TASK GOAL. Copy the lines of the records below word for word, starting at the line that contains "the distant person" and ending at the line that contains "pixel 282 464", with both of those lines included.

╭─ DATA PROVIDED

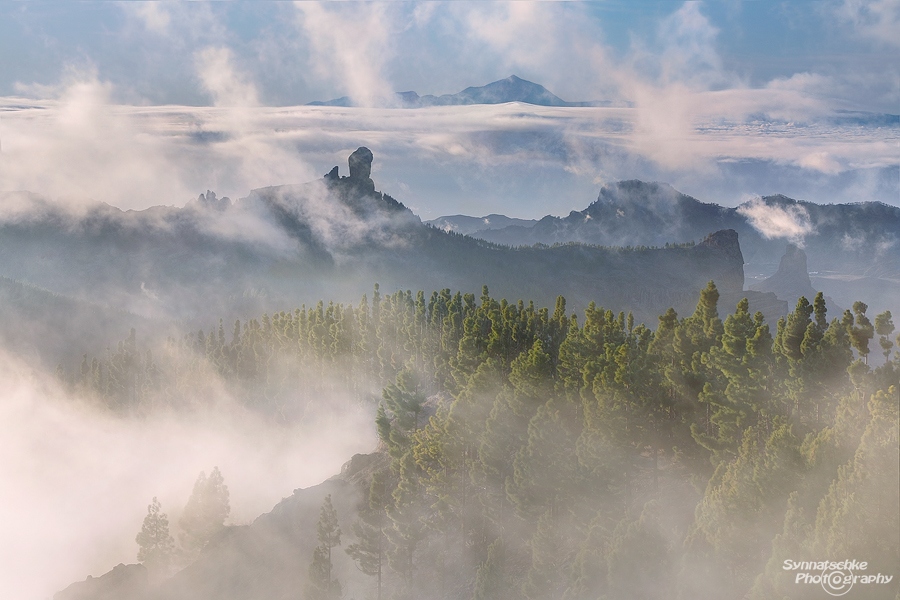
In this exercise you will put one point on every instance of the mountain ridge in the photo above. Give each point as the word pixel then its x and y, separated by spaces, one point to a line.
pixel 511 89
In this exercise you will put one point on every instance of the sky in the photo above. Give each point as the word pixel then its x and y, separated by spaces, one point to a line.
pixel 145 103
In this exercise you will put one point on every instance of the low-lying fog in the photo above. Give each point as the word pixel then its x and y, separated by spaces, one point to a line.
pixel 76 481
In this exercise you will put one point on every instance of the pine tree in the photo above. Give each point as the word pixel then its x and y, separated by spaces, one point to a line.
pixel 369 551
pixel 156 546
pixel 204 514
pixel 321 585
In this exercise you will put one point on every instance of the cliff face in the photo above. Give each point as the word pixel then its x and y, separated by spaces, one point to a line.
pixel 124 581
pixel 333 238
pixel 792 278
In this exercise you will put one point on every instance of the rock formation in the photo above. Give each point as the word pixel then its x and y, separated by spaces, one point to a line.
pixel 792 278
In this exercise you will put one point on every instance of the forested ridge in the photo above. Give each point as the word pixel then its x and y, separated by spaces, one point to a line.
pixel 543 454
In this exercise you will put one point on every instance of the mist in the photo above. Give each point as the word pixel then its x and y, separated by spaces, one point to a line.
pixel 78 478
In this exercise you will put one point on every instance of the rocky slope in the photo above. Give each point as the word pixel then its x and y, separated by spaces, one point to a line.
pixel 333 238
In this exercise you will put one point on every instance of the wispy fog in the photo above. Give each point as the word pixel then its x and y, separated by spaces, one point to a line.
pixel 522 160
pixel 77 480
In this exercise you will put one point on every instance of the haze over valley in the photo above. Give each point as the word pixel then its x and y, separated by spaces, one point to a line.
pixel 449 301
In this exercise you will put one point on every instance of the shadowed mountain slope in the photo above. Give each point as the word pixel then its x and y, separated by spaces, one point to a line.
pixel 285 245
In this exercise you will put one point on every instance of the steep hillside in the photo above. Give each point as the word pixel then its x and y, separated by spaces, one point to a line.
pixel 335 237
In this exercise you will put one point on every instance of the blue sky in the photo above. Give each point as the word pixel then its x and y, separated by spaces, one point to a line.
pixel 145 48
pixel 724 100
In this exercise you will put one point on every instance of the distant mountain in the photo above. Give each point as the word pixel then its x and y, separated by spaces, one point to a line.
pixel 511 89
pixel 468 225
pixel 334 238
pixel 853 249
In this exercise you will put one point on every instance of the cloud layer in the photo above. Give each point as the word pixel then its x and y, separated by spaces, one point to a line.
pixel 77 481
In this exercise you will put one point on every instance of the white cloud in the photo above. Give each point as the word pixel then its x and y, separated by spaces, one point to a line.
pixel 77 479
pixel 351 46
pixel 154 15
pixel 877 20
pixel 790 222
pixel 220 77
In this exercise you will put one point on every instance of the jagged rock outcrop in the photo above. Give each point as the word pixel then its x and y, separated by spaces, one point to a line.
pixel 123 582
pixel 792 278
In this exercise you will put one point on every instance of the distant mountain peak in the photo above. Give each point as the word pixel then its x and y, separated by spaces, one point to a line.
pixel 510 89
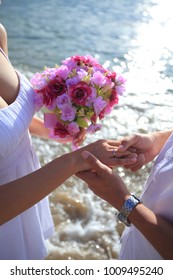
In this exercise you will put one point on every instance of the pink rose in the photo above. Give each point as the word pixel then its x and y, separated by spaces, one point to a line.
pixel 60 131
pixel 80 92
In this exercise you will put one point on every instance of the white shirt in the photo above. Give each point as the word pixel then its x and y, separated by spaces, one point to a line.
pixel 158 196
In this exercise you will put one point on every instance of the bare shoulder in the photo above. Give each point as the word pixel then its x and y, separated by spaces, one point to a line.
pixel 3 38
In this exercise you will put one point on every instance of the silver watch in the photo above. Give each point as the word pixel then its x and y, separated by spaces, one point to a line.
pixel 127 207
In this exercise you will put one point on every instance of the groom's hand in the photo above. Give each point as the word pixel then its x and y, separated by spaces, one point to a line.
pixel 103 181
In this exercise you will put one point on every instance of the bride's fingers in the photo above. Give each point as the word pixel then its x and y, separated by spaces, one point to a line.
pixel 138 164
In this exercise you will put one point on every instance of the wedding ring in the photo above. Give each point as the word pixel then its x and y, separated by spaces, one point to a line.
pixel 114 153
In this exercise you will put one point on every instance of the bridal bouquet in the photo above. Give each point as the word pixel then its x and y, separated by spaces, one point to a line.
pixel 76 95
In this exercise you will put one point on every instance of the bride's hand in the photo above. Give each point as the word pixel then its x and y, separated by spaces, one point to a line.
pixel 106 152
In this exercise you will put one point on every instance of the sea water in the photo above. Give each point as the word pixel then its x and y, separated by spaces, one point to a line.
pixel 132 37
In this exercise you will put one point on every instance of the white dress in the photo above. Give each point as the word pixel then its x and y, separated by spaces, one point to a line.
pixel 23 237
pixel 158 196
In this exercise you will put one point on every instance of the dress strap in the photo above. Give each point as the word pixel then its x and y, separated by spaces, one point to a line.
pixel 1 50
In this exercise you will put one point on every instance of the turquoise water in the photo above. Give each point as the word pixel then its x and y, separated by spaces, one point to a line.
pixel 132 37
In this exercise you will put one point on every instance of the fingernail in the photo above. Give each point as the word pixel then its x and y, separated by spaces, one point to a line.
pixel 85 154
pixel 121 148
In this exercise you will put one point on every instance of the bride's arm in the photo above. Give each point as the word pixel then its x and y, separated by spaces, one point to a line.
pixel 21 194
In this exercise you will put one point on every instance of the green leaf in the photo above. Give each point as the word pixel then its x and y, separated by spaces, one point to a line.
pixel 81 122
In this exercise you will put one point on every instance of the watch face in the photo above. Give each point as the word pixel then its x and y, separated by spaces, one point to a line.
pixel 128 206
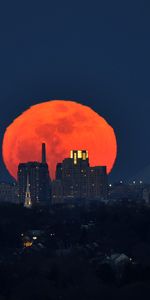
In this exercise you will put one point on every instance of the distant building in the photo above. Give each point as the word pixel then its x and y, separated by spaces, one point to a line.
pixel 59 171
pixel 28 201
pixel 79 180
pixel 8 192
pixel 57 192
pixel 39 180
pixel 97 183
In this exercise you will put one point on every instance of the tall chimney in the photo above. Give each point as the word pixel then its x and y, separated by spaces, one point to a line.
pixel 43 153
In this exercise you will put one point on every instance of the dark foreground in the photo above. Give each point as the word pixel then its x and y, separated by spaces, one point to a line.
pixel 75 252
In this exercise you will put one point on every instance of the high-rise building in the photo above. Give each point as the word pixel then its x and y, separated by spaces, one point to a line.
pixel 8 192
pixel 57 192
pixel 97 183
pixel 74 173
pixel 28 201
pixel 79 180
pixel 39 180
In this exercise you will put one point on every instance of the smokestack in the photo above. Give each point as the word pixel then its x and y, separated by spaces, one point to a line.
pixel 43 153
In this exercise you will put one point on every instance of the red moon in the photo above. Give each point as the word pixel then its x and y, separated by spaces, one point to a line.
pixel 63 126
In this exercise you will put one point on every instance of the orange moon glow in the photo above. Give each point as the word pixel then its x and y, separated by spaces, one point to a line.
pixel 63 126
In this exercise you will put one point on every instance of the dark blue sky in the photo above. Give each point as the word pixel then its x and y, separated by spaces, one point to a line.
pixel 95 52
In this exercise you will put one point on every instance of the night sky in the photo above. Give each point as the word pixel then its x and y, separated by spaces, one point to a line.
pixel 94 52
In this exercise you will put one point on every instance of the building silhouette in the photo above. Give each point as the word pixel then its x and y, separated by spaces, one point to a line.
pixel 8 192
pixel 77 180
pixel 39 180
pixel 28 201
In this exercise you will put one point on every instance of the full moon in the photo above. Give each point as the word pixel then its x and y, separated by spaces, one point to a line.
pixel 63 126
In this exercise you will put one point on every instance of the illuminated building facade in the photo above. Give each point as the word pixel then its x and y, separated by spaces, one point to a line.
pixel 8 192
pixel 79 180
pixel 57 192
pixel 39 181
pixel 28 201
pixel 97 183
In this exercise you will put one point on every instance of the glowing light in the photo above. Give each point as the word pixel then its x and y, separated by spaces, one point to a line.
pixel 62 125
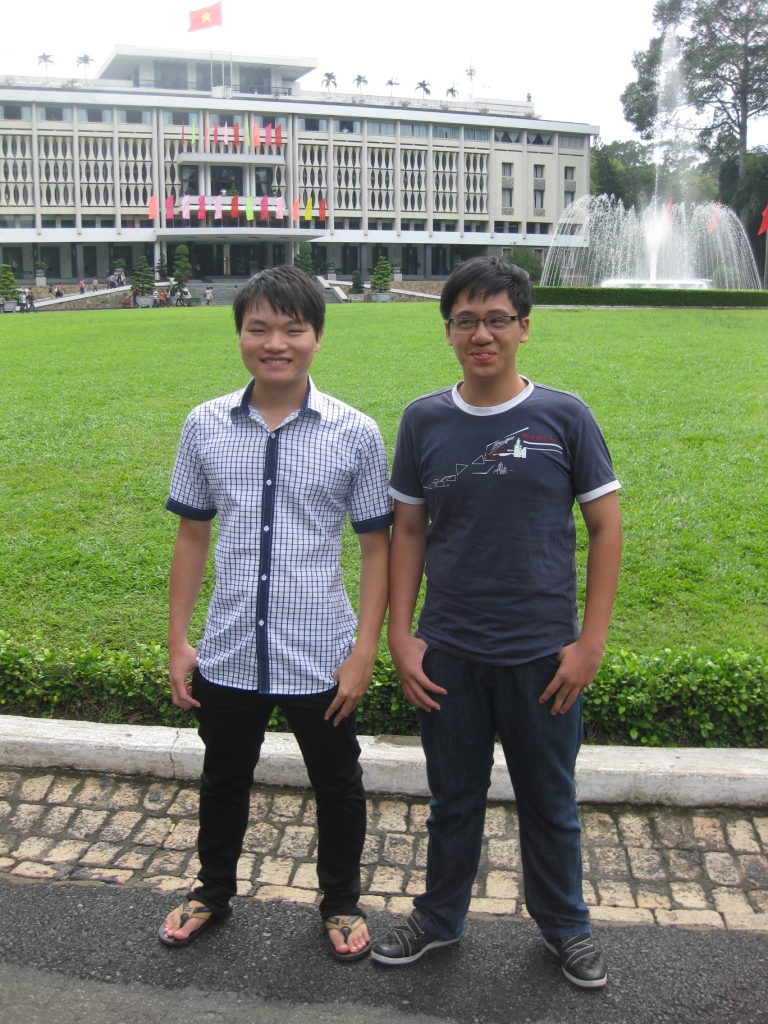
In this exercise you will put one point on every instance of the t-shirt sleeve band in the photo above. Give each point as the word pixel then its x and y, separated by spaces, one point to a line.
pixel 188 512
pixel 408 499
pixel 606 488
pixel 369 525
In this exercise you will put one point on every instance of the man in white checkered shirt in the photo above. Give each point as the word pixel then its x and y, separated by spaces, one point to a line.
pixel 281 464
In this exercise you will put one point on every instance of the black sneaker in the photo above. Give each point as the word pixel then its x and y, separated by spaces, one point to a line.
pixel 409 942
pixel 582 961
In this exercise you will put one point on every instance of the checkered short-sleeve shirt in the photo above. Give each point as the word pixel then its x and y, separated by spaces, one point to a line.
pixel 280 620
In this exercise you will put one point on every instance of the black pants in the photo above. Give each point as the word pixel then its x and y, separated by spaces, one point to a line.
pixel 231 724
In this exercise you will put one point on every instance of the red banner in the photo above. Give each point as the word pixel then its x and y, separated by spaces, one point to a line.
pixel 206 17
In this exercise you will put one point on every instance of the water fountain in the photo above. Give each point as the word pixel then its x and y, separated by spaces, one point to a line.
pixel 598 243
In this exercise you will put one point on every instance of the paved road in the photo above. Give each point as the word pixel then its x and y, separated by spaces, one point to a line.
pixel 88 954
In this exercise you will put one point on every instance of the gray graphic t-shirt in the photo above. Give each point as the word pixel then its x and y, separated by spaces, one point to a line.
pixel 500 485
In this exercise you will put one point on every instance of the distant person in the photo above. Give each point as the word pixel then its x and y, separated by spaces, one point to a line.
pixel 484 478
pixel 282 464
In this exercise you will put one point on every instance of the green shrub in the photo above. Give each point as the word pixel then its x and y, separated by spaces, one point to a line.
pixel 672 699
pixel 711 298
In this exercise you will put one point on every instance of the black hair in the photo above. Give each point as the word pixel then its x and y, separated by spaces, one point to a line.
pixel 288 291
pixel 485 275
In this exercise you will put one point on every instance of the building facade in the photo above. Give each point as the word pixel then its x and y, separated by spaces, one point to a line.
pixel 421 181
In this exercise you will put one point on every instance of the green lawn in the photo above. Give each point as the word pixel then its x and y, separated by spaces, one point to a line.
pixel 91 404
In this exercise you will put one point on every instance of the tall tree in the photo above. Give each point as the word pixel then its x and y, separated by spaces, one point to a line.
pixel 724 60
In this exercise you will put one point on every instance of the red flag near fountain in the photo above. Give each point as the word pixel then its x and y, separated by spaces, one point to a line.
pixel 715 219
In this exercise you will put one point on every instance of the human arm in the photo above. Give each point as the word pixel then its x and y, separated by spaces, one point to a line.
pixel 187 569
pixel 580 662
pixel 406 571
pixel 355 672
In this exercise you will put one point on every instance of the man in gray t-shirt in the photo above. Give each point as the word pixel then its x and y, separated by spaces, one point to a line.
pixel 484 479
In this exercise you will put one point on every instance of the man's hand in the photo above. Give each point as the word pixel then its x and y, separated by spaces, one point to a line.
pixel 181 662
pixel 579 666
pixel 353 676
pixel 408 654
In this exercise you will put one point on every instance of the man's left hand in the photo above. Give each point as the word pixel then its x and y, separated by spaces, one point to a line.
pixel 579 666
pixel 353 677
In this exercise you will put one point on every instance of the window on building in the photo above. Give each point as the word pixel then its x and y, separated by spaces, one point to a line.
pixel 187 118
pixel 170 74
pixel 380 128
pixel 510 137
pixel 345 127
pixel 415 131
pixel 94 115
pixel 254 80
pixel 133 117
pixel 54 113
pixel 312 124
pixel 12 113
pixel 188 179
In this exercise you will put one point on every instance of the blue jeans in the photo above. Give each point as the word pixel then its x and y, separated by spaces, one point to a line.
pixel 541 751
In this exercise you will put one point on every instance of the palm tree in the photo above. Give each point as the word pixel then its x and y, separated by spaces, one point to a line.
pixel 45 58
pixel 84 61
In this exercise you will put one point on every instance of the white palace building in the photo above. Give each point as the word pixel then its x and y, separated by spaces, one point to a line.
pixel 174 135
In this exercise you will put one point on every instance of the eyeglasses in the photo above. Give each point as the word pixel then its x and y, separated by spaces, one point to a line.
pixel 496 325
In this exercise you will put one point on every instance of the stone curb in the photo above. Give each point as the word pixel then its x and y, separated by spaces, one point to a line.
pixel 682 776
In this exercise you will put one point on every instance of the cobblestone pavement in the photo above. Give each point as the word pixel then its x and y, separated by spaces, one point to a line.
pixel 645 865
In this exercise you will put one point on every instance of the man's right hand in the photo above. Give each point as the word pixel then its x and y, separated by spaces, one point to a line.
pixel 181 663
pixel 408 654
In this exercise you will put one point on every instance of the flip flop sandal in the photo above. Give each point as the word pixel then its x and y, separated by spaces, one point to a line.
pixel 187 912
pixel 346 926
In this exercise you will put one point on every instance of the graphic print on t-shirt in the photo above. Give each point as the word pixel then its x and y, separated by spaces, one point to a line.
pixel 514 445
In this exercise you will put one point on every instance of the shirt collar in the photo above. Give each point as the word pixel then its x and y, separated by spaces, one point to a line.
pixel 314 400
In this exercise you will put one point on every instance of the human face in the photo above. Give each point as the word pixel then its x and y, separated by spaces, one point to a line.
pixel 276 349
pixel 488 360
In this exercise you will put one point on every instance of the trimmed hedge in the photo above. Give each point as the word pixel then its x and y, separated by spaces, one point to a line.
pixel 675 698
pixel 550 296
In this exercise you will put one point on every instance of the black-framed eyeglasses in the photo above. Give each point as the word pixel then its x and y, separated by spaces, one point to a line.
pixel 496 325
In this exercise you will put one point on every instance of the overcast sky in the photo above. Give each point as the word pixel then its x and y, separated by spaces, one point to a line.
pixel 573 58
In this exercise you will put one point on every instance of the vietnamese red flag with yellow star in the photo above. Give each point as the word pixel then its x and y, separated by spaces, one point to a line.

╰─

CORRECT ANSWER.
In this exercise you will put one point on every instance of the distant person in the photo above. Give each point as the word pixel then its x and y, separated by spaces, one point to a line.
pixel 484 478
pixel 282 464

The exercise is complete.